Aucune institution ne s’est intéressée à mon travail d’auteur et tout a été réalisé avec mes fonds propres. Les musées marseillais ou nationaux ne m’ont apporté aucun soutien, car je ne fais pas partie de l’intelligentsia.
Je suis un homme libre. En 1984, grâce à l’amitié qu’ils me portaient, Edmonde Charles-Roux et son mari Gaston Defferre m’ont fait l’honneur de m’attribuer la Salle Allende à la Vieille Charité à Marseille. Edmonde Charles-Roux a écrit plusieurs textes sur mes travaux photographiques, notamment sur « La Corse Buissonnière » et « Good Mistral », le quartier des Goudes, ainsi que de très beaux articles.
J’ai financé la totalité de mes 32 expositions ainsi que les ouvrages qui les accompagnaient. Mon métier de reporter photographe m’a permis de vivre de la photographie et de produire en même temps une photographie d’auteur.
J’ai construit mon travail photographique autour de mes envies, en indépendant, mais aussi avec des amitiés sincères : romanciers, essayistes, poètes, universitaires … qui sont entrés dans l’univers de ma photographie en acceptant d’écrire des textes pour accompagner mes images.
Entre autres, Jean Andreu, Cyril Anton, Fernando Arrabal, Michel Butor, René Char, Edmonde Charles-Roux, Renato Cristin, Bruna Donatelli, Marie Frisson, Georges Fréris, Lucien Giraudo, Adèle Godefroy, Vicki Goldberg, Philippe Jaccottet, Zhu Jing, Jean Kéhayan, Laurence Kučera, Philippe Larue, Eliahu Lemberger, Ivan Levaï, Jean-Marie Magnan, Louis Mesplé, Bernard Noël, Alain Paire, Robert Pujade, Jean Roudaut, Jean-Maurice Rouquette, Dominique Sampiero, Tereza Siza, Christian Skimao, Abigaíl Suncín et Jean-Charles Tacchella.

○ ○ ○ ○ ○ ○ ○

**TÂCHE 1**
D'après l'extrait sur le parcours du photographe, combien d'expositions a-t-il entièrement financées ?
**TÂCHE 2**
Poursuivez l'extrait sur le parcours du photographe, à partir de sa dernière phrase.
Les enregistrements n'ont aucun lien avec l'extrait.

**LISTE DES ENREGISTREMENTS**
○ ○ ○ ○ ○ ○ ○

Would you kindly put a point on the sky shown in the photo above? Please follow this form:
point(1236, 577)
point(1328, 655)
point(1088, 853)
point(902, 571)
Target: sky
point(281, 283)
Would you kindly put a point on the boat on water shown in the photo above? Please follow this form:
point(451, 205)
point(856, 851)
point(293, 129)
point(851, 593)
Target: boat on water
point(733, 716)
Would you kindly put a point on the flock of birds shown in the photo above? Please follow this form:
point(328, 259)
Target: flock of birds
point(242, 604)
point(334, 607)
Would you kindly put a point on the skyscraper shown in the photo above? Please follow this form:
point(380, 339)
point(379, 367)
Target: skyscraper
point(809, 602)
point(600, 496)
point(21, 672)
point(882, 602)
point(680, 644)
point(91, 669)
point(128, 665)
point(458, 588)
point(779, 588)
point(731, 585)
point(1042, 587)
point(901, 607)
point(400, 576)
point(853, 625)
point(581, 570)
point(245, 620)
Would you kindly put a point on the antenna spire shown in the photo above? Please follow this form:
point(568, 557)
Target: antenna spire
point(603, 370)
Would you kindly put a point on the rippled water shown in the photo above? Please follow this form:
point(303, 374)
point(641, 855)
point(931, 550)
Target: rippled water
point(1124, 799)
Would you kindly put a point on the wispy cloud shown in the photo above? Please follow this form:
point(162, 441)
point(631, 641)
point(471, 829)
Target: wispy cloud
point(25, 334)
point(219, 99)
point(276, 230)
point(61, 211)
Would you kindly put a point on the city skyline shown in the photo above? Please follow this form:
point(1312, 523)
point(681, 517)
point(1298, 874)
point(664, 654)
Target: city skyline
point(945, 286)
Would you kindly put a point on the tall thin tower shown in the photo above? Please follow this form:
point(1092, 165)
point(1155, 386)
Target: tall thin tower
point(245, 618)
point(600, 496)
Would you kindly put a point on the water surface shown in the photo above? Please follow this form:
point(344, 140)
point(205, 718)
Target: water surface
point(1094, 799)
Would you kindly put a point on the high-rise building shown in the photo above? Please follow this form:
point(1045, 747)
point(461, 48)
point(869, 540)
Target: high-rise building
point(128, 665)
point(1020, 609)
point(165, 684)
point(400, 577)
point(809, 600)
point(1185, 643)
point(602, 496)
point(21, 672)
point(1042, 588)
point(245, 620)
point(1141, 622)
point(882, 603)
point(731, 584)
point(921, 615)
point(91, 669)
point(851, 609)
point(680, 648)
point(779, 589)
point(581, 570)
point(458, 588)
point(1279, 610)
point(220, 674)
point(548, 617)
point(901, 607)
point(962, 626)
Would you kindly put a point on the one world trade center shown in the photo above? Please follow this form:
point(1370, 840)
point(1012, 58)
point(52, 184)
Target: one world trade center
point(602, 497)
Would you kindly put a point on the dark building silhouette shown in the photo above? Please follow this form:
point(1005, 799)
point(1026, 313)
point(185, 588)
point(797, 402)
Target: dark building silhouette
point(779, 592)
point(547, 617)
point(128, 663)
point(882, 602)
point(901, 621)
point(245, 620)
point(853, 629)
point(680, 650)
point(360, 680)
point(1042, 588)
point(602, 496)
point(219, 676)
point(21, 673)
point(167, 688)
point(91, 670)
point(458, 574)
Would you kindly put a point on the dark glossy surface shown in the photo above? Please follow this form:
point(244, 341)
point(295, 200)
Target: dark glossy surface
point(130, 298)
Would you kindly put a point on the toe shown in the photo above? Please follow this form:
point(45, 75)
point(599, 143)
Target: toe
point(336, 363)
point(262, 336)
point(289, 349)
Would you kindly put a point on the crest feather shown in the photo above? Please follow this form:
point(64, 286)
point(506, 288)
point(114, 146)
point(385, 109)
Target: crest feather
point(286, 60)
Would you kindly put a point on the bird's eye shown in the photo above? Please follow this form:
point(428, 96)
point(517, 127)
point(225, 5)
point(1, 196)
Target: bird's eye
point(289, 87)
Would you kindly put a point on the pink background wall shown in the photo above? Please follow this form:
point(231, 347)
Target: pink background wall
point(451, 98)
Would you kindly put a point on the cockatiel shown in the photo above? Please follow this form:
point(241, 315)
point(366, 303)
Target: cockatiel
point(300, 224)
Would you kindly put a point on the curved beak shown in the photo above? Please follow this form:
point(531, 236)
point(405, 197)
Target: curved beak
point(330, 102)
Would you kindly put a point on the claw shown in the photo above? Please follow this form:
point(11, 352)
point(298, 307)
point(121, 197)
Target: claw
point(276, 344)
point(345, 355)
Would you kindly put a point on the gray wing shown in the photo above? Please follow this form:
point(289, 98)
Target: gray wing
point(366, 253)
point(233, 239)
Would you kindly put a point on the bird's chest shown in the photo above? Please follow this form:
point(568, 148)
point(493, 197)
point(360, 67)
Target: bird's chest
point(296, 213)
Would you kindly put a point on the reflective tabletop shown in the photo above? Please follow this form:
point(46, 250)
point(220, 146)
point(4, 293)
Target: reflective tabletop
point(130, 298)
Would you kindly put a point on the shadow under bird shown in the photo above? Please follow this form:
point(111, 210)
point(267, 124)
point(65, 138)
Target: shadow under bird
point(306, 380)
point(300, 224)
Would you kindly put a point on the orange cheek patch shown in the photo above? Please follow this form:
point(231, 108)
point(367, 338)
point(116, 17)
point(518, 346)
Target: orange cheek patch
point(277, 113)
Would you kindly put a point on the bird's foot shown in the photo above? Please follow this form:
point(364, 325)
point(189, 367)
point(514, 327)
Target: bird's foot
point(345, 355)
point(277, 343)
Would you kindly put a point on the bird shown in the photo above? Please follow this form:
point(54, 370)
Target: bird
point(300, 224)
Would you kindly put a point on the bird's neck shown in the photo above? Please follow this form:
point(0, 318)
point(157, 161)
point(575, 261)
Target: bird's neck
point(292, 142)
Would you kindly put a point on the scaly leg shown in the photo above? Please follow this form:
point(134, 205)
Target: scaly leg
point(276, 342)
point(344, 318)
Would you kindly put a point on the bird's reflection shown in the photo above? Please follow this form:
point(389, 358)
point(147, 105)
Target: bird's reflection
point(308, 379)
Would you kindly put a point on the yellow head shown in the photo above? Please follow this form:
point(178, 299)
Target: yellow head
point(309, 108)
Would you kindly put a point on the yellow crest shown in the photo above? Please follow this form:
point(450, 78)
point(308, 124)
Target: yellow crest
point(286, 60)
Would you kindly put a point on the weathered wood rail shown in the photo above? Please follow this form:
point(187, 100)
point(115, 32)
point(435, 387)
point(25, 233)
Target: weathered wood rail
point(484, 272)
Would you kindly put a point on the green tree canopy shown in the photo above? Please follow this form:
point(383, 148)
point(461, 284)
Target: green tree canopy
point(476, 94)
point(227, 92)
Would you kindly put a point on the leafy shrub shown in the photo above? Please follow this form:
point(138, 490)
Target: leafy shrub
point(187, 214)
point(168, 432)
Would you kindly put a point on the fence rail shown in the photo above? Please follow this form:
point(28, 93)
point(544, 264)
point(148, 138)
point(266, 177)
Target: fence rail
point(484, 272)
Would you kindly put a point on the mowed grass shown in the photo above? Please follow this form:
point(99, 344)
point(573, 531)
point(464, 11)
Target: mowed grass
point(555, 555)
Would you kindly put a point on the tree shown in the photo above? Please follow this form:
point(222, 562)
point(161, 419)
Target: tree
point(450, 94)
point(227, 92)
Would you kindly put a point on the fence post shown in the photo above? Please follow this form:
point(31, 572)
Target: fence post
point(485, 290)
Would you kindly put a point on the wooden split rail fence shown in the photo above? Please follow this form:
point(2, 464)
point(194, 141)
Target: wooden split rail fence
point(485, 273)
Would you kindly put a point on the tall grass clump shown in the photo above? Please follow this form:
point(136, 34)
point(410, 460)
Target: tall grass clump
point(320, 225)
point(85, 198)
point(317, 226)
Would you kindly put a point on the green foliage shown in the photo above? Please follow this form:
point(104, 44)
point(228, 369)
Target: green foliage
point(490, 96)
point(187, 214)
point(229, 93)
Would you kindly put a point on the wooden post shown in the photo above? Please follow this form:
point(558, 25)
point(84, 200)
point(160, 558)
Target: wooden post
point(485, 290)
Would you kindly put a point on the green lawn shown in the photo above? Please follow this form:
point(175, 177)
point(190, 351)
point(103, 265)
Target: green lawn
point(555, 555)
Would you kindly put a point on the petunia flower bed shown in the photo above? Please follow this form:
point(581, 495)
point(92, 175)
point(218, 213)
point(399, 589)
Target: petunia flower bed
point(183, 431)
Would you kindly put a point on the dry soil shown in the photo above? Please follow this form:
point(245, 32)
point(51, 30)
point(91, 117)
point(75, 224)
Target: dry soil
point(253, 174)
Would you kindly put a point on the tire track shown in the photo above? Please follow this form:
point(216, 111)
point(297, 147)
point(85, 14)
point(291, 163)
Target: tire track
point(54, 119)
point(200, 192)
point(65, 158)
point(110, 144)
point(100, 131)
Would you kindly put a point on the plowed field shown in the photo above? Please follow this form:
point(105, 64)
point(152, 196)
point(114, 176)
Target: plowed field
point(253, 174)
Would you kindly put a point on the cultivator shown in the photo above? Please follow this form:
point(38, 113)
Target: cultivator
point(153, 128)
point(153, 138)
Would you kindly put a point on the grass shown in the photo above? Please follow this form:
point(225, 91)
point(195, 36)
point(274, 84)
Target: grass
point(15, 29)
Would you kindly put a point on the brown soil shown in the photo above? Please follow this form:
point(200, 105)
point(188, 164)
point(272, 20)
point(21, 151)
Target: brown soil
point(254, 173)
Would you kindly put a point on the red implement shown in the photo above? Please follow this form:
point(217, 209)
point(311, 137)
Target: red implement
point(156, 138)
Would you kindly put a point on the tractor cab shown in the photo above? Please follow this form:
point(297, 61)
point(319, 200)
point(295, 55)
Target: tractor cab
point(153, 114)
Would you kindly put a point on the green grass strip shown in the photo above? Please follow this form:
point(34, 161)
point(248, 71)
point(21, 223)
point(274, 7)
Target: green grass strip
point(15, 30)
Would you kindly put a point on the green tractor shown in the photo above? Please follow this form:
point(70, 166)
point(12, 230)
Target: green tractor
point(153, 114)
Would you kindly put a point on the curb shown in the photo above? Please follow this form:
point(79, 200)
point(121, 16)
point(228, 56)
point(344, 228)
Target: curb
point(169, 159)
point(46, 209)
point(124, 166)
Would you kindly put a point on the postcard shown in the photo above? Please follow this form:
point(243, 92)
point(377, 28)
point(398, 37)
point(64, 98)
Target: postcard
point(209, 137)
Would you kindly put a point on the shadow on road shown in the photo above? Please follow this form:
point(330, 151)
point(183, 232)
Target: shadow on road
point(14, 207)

○ ○ ○ ○ ○ ○ ○

**RÉPONSE ATTENDUE 1**
Il a financé la totalité de ses 32 expositions.

**RÉPONSE ATTENDUE 2**
Aujourd’hui, à bientôt 76 ans, je viens de décider de faire une donation à la Médiathèque du patrimoine et de la photographie (MPP), pour sauver cette œuvre photographique et littéraire unique. Je remercie ses responsables de l’avoir acceptée, c’est un grand bonheur pour moi et tous mes amis cités plus haut, une belle trace de vie qui, je l’espère, continuera à exister après mon départ pour rejoindre mes amis poètes disparus.
Ce don se compose d’un ensemble de négatifs noir et blanc sur support souple 24×36, 6×6, 9×12, de positifs et négatifs couleur, de planches contact, de tirages de lecture les référençant et d’un ensemble de tirages d’exposition associés à des manuscrits d’écrivains comme René Char, Michel Butor, Fernando Arrabal, Jean Roudaut, Philippe Jaccottet et bien d’autres cités plus haut, ainsi que toutes les correspondances avec ces auteurs avec lesquels j’ai collaboré. Y seront jointes les archives relatives à ma carrière, ainsi qu’un ensemble de justificatifs de publications de ces images.
Une page se tourne sur ma vie, sans rancœur, malgré le peu de soutien des institutions culturelles. J’étais peut-être un homme trop libre.
Mais avec la MPP une nouvelle vie commence pour mes œuvres photographiques et littéraires.